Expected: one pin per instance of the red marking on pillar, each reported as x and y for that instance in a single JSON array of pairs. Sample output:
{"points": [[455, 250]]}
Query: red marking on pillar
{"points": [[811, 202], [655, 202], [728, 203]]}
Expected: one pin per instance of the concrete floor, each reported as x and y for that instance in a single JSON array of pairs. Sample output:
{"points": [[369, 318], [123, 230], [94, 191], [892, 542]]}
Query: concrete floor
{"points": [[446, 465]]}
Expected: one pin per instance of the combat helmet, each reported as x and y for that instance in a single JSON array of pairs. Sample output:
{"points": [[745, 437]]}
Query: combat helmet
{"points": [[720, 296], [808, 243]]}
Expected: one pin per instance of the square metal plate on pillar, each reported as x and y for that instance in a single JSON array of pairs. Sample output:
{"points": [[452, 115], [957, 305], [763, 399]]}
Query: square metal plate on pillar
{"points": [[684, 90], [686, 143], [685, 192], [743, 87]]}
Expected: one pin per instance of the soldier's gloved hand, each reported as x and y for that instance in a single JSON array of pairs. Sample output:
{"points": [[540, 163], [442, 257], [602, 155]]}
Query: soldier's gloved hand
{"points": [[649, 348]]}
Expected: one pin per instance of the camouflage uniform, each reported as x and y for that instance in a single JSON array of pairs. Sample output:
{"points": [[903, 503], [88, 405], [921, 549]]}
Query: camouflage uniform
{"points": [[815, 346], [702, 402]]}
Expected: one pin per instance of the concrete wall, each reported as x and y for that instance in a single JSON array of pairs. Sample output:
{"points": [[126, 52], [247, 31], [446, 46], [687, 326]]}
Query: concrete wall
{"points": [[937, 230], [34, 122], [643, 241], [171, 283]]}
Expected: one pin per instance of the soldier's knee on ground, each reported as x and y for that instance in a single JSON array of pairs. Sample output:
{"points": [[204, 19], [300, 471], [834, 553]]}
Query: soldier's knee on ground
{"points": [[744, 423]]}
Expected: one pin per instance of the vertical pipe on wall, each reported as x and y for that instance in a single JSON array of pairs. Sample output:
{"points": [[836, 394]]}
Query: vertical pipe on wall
————————
Brief:
Output the entries exactly. Leave nothing out.

Solution:
Expected: one pin per instance of the red marking on pillar, each reported as x and y for that instance in a single JSON array of pairs. Sample output:
{"points": [[455, 250]]}
Query: red marking on pillar
{"points": [[811, 202], [655, 202], [728, 203]]}
Expected: one pin per instance of the concrete floor, each reported as x and y for that instance in a single JSON array of pairs. Sample output:
{"points": [[369, 318], [123, 230], [94, 191], [892, 542]]}
Query: concrete floor
{"points": [[446, 465]]}
Expected: one pin per instance of the combat helmet, each reported as x and y for that instance in a single JSON array of pairs. Sample output:
{"points": [[745, 437]]}
Query: combat helmet
{"points": [[720, 296], [808, 243]]}
Expected: one pin per instance of the square metal plate on pillar, each reported as x and y for that instance in a single JSON array of pairs. Sample output:
{"points": [[452, 115], [957, 305], [763, 399]]}
Query: square metal plate on pillar
{"points": [[684, 90], [686, 143], [685, 192], [743, 87]]}
Expected: one pin per instance of the soldier's gloved hand, each reported as x and y for that instance in a single JSON array of pairs. Sample output:
{"points": [[540, 163], [442, 257], [602, 155]]}
Query: soldier's gloved hand
{"points": [[649, 348]]}
Expected: one pin per instance of the camouflage uniform, each reported as x and y for that instance in a single JSON array of pairs. Sample output:
{"points": [[903, 503], [88, 405], [921, 549]]}
Query: camouflage uniform
{"points": [[815, 346], [702, 402]]}
Expected: one pin per instance of the concrete wall, each reported as x and y for that instance in a single JSON array of pairs. Sample output:
{"points": [[126, 52], [247, 31], [446, 46], [687, 326]]}
Query: concrete wall
{"points": [[937, 230], [34, 122], [643, 241], [171, 283]]}
Expected: one pin per instance of the soldier's knee on ground, each reported as x and y for that instance in a single JSON array of pairs. Sample output:
{"points": [[204, 19], [300, 471], [834, 553]]}
Query: soldier's knee on ground
{"points": [[744, 423]]}
Expected: one pin per instance of the vertical pipe on wall, each reported as x and y for that instance in a single JSON array of pairs. Sample output:
{"points": [[836, 394]]}
Query: vertical pipe on wall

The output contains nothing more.